⟨

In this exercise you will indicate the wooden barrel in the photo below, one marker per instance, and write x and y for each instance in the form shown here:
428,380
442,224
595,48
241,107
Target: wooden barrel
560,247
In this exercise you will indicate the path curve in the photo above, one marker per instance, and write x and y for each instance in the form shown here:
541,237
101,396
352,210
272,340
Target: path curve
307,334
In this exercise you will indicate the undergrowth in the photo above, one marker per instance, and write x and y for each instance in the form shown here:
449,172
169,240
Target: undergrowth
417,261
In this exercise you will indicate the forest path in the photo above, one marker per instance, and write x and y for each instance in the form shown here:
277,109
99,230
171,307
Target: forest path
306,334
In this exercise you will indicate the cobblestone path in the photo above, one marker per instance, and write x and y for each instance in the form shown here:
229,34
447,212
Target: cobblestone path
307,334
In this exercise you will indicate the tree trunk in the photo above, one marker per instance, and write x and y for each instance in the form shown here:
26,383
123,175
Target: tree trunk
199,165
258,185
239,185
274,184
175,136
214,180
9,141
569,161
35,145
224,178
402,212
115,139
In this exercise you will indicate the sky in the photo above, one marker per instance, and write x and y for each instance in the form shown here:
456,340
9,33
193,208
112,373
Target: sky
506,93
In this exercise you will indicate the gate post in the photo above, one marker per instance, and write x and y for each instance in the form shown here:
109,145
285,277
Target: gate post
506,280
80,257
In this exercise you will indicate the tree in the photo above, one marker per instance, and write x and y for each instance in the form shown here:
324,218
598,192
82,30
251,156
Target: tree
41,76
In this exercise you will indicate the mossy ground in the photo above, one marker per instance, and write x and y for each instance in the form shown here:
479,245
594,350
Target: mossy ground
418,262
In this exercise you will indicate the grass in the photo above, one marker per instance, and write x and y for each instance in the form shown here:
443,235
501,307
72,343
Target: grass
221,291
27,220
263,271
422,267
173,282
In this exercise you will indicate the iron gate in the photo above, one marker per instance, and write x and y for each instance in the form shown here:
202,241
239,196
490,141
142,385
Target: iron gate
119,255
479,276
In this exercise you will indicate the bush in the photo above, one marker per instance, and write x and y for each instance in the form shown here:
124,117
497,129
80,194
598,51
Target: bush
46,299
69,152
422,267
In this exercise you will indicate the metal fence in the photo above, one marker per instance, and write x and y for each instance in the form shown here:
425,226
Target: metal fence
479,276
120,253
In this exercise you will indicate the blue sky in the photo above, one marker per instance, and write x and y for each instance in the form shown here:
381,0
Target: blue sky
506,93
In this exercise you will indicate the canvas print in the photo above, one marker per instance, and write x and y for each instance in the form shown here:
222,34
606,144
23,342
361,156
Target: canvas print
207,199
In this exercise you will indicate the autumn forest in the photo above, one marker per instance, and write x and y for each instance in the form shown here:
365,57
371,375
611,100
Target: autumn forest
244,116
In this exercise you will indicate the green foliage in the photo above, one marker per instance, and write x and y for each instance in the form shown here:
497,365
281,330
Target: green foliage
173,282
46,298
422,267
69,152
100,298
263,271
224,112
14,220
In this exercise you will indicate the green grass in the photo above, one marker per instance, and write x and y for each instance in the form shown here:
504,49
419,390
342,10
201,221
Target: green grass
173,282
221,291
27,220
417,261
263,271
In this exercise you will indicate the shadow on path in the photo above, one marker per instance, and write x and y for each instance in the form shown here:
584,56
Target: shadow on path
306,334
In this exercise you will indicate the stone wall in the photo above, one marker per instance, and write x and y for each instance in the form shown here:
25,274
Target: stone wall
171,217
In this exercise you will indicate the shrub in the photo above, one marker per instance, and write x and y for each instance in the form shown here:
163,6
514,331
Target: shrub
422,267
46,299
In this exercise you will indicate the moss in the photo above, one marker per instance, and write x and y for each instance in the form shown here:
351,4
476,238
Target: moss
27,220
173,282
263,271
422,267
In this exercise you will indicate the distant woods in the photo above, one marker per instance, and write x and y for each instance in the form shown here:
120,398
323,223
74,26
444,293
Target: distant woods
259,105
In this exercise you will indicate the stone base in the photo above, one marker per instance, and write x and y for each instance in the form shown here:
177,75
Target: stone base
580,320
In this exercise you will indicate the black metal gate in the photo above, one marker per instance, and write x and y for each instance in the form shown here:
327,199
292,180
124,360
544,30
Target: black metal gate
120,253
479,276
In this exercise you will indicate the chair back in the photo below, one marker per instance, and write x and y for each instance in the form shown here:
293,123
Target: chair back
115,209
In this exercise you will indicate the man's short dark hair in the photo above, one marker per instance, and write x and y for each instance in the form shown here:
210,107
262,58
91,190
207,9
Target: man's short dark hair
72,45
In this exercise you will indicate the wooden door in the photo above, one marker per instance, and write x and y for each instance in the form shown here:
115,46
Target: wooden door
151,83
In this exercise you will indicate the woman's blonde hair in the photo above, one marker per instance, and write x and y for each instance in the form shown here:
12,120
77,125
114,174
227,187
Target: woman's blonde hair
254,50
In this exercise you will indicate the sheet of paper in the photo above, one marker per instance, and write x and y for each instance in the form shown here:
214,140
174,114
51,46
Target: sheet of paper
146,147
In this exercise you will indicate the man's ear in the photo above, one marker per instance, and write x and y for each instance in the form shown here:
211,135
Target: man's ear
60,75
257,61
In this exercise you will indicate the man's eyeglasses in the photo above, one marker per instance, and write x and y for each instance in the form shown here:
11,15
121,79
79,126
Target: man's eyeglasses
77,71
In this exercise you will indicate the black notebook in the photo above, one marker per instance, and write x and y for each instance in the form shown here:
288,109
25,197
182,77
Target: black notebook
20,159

⟩

Aim of the task:
Reproduce each record shown above without altering a single word.

Output of the exercise:
In this exercise you will indicate the wooden barrel in the photo below, one marker per instance, and write x and y for each instance in the form shown here:
428,380
442,224
595,48
241,107
Target: wooden barrel
560,247
In this exercise you will indicate the path curve in the photo above, one marker per instance, and write x and y for each instance in the form shown here:
541,237
101,396
352,210
272,340
Target: path curve
307,334
In this exercise you will indicate the undergrowth in the photo above, one marker per instance, and write x and y for each instance in the form shown here:
449,172
169,240
Target: undergrowth
417,261
In this exercise you will indicate the forest path in the photo above, one marker per instance, and write x and y for each instance in the form shown here:
277,109
99,230
171,307
Target: forest path
306,334
In this exercise you will indicate the cobblestone path in the photo above, one marker per instance, and write x and y for each instance in the form shown here:
229,34
447,212
Target: cobblestone path
307,334
In this exercise you will indicate the tree trunk in the photo above, one marker per instance, and write x and y for each instance in the form shown here:
26,383
123,175
Target: tree trunk
199,165
258,185
239,185
274,184
175,136
214,180
9,141
569,161
35,145
224,178
402,212
115,139
In this exercise you will indicate the sky in the photo above, one marker per instance, and write x and y for each instance in the form shown here:
456,340
9,33
193,208
112,373
Target: sky
506,93
In this exercise you will indicate the gate post in the photo above, one marker per instance, and write x and y for each instance in the form shown here:
109,145
285,277
Target: gate post
506,280
80,257
In this exercise you will indicate the tree in the photo above, one marker per instance, and write x and y for each instance in the form shown here:
324,218
598,192
82,30
251,156
Target: tree
41,76
In this exercise you will indicate the mossy ground in the photo above, one marker per instance, and write x and y for each instance in the form shown here:
479,245
594,350
Target: mossy ground
418,262
In this exercise you will indicate the grass in the photo above, one marker per instance, and write x and y for each instance in the form shown here:
443,235
501,307
72,343
Target: grass
221,291
27,220
263,271
422,267
173,282
In this exercise you will indicate the iron gate in the photo above, one marker per instance, and write x and y for each instance in the form shown here:
202,241
239,196
490,141
142,385
Target: iron gate
119,255
479,276
In this exercise you will indicate the bush in the photo above, one marker per instance, and write x and y for each instance in the form shown here:
124,117
497,129
80,194
598,51
Target: bush
46,299
69,152
422,267
In this exercise you will indicate the metal fence in the photo above, one marker per instance, and write x and y for each instance in the form shown here:
425,226
Target: metal fence
479,276
120,253
In this exercise you will indicate the blue sky in the photo above, one marker per instance, and write x and y for each instance in the form shown here:
381,0
Target: blue sky
506,93
In this exercise you will indicate the canvas print in the photo above, one marker per instance, and write x and y for each instance in the form shown here:
222,34
606,144
23,342
361,156
Target: canvas print
207,199
In this exercise you will indicate the autumn forest in the photo above, one marker per instance, and write x and y for each instance in the form shown here:
365,57
371,375
611,100
Target: autumn forest
244,116
In this exercise you will indicate the green foliage in the photo above, one marker per instance, and write x and y for each instance in the form shown here:
497,365
281,330
Target: green foliage
173,282
46,298
422,267
69,152
100,298
263,271
224,112
14,220
In this exercise you will indicate the green grass in the photo above, one marker per instance, and write x and y for each instance in the form shown here:
504,49
419,390
342,10
201,221
Target: green grass
173,282
221,291
27,220
417,261
263,271
In this exercise you will indicate the shadow on path in the photo above, one marker per instance, and write x and y for each instance in the form shown here:
584,56
Target: shadow on path
306,334
In this exercise you will indicate the stone wall in the photo above, one marker per instance, and write x and y for each instance in the form shown here:
25,274
Target: stone wall
171,217
In this exercise you will indicate the shrub in the photo above, one marker per instance, and write x and y for each instance in the form shown here:
163,6
514,331
Target: shrub
422,267
46,299
In this exercise you will indicate the moss in the photo above, one marker per instance, and write x and y for each instance in the form shown here:
351,4
476,238
Target: moss
27,220
173,282
263,271
422,267
In this exercise you will indicate the distant woods in the photo above, one marker per instance, and write x and y for each instance in the form shown here:
120,398
323,223
74,26
444,293
Target: distant woods
259,105
In this exercise you will indicate the stone base in the photo above, one marker per instance, and write x and y for each instance in the form shown here:
177,75
Target: stone base
580,320
In this exercise you will indicate the black metal gate in the photo above, one marker per instance, and write x and y for each instance in the form shown here:
327,199
292,180
124,360
544,30
Target: black metal gate
120,253
479,276
In this exercise you will indicate the chair back in the photo below, one marker per instance, and write x and y for each instance in the form shown here:
293,123
Target: chair back
115,209
In this exercise you will indicate the man's short dark hair in the photo above, one marker per instance, and write x and y for each instance in the form shown here:
210,107
262,58
91,190
207,9
Target: man's short dark hair
72,45
In this exercise you will indicate the wooden door in the photo above, one marker per instance, and write x and y for each instance in the form shown here:
115,46
Target: wooden door
151,83
In this exercise you will indicate the woman's blonde hair in the photo above, one marker per instance, and write x and y for each instance in the form shown here:
12,120
77,125
114,174
227,187
Target: woman's blonde hair
254,50
In this exercise you will indicate the sheet of paper in the photo above, one marker per instance, and write x and y for each instance in the form shown here:
214,140
174,114
51,46
Target: sheet of paper
146,147
In this exercise you will indicate the man's ear in the photo above, one marker per instance, and write x and y for each instance in the form shown here:
211,135
Target: man's ear
60,75
257,61
In this exercise you will indicate the man's eyeglasses in the photo above, one marker per instance, and write x and y for each instance in the form shown here:
11,15
121,79
79,126
Target: man's eyeglasses
77,71
In this exercise you will indicate the black notebook in the photo above, one marker per instance, and write x and y for each instance in the form shown here:
288,109
25,197
182,77
Target: black notebook
20,159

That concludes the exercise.